>>>

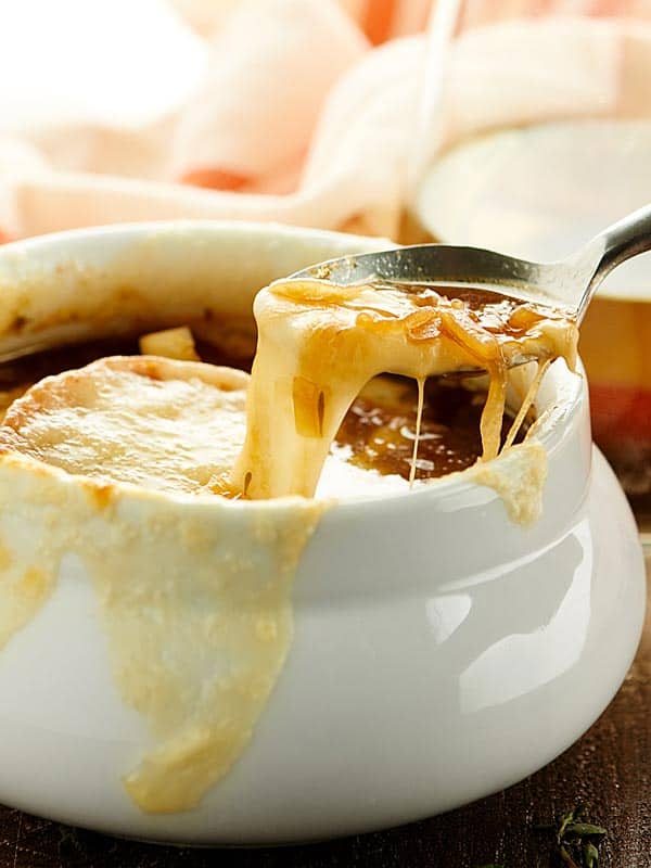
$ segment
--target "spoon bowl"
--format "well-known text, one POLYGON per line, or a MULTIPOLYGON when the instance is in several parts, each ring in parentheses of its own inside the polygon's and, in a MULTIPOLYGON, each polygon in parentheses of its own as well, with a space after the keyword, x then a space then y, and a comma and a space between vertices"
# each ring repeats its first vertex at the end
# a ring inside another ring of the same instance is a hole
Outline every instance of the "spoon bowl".
MULTIPOLYGON (((481 247, 417 244, 347 255, 310 266, 293 279, 327 280, 347 285, 379 282, 445 285, 499 291, 507 297, 561 308, 577 323, 595 292, 617 265, 651 250, 651 205, 608 227, 576 253, 558 263, 532 263, 481 247)), ((522 359, 528 361, 528 359, 522 359)), ((518 363, 522 363, 518 360, 518 363)))

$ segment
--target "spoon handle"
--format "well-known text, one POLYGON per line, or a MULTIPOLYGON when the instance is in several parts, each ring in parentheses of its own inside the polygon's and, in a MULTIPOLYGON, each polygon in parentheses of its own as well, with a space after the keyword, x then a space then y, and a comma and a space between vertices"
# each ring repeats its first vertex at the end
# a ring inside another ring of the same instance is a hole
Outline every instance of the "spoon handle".
POLYGON ((635 210, 596 235, 585 248, 595 255, 595 270, 578 305, 578 320, 603 279, 621 263, 651 251, 651 205, 635 210))

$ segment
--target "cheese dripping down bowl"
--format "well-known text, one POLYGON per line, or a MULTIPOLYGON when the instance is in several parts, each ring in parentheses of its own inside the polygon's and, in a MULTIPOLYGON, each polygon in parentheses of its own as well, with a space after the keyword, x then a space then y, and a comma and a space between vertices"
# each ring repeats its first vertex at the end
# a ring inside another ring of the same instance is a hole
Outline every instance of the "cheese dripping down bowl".
MULTIPOLYGON (((190 326, 244 357, 260 288, 386 244, 175 222, 7 245, 0 355, 190 326)), ((174 380, 196 404, 218 381, 233 412, 243 400, 245 374, 148 358, 148 388, 174 380)), ((116 388, 144 370, 112 365, 116 388)), ((89 400, 88 380, 61 382, 89 400)), ((114 420, 107 394, 69 437, 114 420)), ((416 820, 549 762, 622 682, 644 576, 580 368, 554 362, 536 411, 483 467, 316 499, 152 483, 148 431, 176 436, 184 416, 156 427, 151 407, 131 481, 43 459, 68 443, 48 432, 40 452, 4 438, 0 800, 152 841, 278 844, 416 820)))

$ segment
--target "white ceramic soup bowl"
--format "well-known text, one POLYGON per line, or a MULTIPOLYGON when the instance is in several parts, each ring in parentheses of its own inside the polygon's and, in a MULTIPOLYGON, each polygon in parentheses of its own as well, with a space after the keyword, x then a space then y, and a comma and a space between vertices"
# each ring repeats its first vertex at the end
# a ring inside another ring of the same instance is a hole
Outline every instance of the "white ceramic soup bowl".
MULTIPOLYGON (((183 322, 207 307, 246 316, 271 279, 385 243, 189 222, 12 244, 0 250, 0 349, 183 322)), ((644 575, 626 500, 590 442, 585 380, 557 362, 538 410, 548 477, 532 527, 464 474, 322 514, 294 577, 289 655, 253 737, 190 810, 146 813, 125 791, 151 736, 116 689, 88 572, 64 557, 42 607, 0 649, 0 800, 140 839, 276 844, 447 810, 549 762, 622 682, 644 575)), ((31 476, 0 463, 1 534, 24 558, 48 522, 55 532, 76 521, 84 500, 75 477, 40 477, 39 508, 23 508, 31 476)), ((189 564, 169 534, 175 522, 197 518, 245 546, 252 522, 275 526, 305 508, 126 485, 114 497, 138 557, 159 563, 162 576, 189 564), (167 531, 152 531, 153 519, 167 531)), ((111 521, 98 531, 114 535, 122 557, 111 521)), ((256 557, 264 572, 268 554, 256 557)), ((191 569, 187 582, 179 623, 193 605, 191 569)))

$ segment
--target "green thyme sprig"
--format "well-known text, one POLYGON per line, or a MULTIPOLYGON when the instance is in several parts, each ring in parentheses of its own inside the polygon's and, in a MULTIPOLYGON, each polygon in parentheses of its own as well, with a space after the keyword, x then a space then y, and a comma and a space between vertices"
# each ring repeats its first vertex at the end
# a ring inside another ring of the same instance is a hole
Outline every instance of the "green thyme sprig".
POLYGON ((598 868, 599 846, 607 831, 585 819, 587 805, 576 805, 561 814, 556 822, 537 826, 538 831, 553 834, 556 864, 563 868, 598 868))

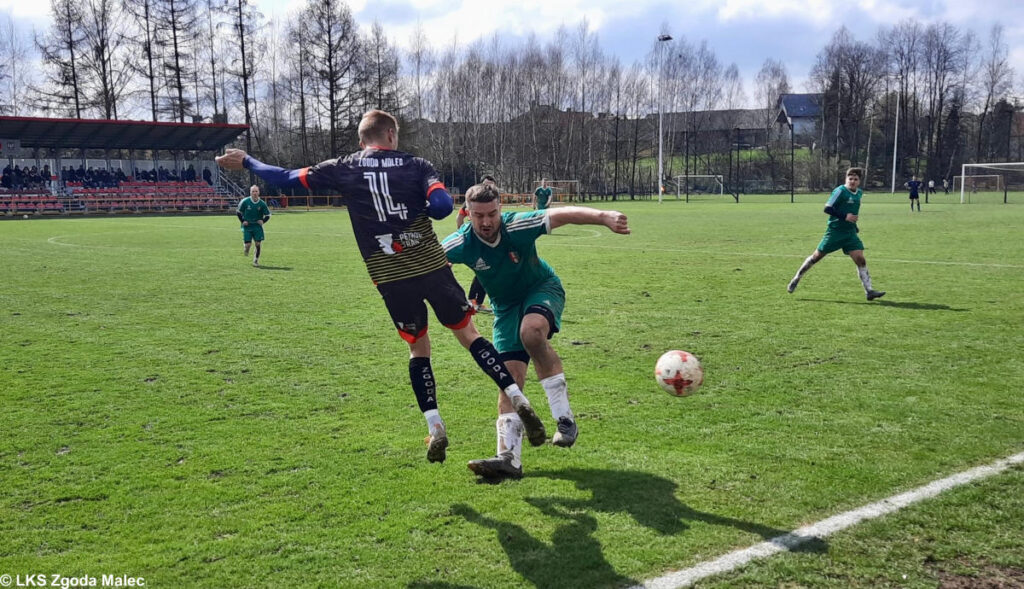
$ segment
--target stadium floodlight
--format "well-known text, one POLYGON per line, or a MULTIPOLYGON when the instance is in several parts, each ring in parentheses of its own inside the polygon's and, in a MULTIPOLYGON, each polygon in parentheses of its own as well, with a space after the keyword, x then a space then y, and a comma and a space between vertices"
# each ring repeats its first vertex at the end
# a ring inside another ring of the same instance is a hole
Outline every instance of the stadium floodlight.
POLYGON ((662 43, 664 41, 672 41, 672 35, 658 35, 657 36, 657 202, 662 202, 662 196, 665 194, 665 186, 662 184, 662 178, 665 176, 664 167, 662 164, 662 68, 665 62, 665 51, 662 50, 662 43))
POLYGON ((896 194, 896 148, 899 145, 899 96, 903 86, 903 77, 899 77, 900 85, 896 87, 896 124, 893 125, 893 180, 891 195, 896 194))

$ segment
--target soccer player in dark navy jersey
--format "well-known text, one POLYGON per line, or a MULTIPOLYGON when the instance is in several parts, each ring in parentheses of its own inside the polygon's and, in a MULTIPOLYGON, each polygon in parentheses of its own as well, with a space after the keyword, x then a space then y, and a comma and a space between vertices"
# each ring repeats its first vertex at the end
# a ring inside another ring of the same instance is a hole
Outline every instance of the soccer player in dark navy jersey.
MULTIPOLYGON (((934 182, 934 180, 933 180, 933 182, 934 182)), ((912 211, 913 210, 913 204, 918 203, 918 212, 919 213, 921 212, 921 195, 918 194, 918 191, 921 190, 921 184, 923 184, 923 183, 924 182, 922 182, 921 180, 918 179, 918 176, 910 176, 910 181, 906 182, 905 184, 903 184, 904 186, 907 187, 907 190, 910 191, 910 210, 912 211)))
POLYGON ((455 333, 480 369, 509 395, 530 441, 544 443, 544 424, 512 378, 498 351, 473 325, 473 309, 455 280, 431 218, 452 213, 452 197, 430 162, 398 151, 398 123, 383 111, 359 122, 360 151, 315 166, 286 170, 242 150, 227 150, 217 163, 248 168, 284 188, 329 188, 344 197, 355 241, 398 334, 409 343, 409 374, 427 420, 427 460, 443 462, 447 433, 437 410, 427 307, 455 333))

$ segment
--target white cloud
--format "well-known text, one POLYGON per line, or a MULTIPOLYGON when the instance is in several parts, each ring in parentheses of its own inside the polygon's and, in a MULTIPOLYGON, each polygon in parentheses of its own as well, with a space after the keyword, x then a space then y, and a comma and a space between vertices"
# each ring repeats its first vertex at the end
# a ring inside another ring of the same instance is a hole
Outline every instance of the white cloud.
POLYGON ((794 26, 810 22, 821 27, 836 19, 830 0, 725 0, 718 9, 718 17, 724 22, 735 19, 756 20, 759 18, 792 18, 794 26))
POLYGON ((50 15, 50 3, 39 0, 0 0, 0 12, 8 12, 15 18, 40 19, 50 15))

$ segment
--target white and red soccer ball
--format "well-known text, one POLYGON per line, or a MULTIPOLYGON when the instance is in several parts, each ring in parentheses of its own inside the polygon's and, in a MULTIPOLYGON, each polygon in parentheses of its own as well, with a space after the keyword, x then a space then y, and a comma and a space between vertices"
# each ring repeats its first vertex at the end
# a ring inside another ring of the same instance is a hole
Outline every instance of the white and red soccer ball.
POLYGON ((703 383, 703 368, 697 356, 688 351, 673 349, 657 359, 654 378, 665 392, 673 396, 686 396, 700 388, 703 383))

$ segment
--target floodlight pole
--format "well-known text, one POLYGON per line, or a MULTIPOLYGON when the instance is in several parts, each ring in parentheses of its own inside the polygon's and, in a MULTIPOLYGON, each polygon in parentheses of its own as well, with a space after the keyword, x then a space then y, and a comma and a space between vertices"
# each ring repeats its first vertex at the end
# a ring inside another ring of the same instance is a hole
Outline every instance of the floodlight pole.
POLYGON ((797 192, 796 166, 794 166, 795 153, 793 149, 793 118, 787 116, 786 120, 790 123, 790 204, 793 204, 796 202, 794 196, 797 192))
POLYGON ((662 202, 665 186, 662 185, 662 178, 665 175, 662 164, 662 68, 665 61, 665 51, 662 49, 663 41, 672 41, 672 35, 657 36, 657 202, 662 202))
POLYGON ((899 95, 900 88, 896 88, 896 128, 893 131, 893 180, 889 194, 896 194, 896 146, 899 145, 899 95))

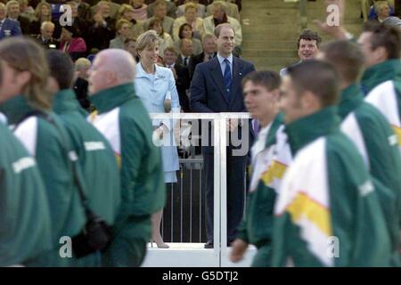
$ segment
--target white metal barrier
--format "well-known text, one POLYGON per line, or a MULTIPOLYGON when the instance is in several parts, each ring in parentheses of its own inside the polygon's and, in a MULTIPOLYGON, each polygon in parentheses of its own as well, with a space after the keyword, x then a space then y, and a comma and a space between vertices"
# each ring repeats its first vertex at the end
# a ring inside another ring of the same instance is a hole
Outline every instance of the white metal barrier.
MULTIPOLYGON (((256 253, 248 249, 242 262, 229 261, 227 247, 227 119, 249 119, 248 113, 158 113, 151 114, 153 122, 165 120, 212 120, 214 125, 214 248, 205 249, 203 243, 169 243, 170 248, 148 247, 143 266, 249 266, 256 253)), ((155 124, 158 125, 158 124, 155 124)), ((245 126, 248 126, 245 124, 245 126)), ((248 131, 248 130, 246 130, 248 131)), ((250 145, 249 146, 250 148, 250 145)))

<<<

What the task requires. Extract from the records above each line that contains the word "navy". Case is significant.

Answer below.
--target soccer player in dark navy jersey
Outline every instance of the soccer player in dark navy jersey.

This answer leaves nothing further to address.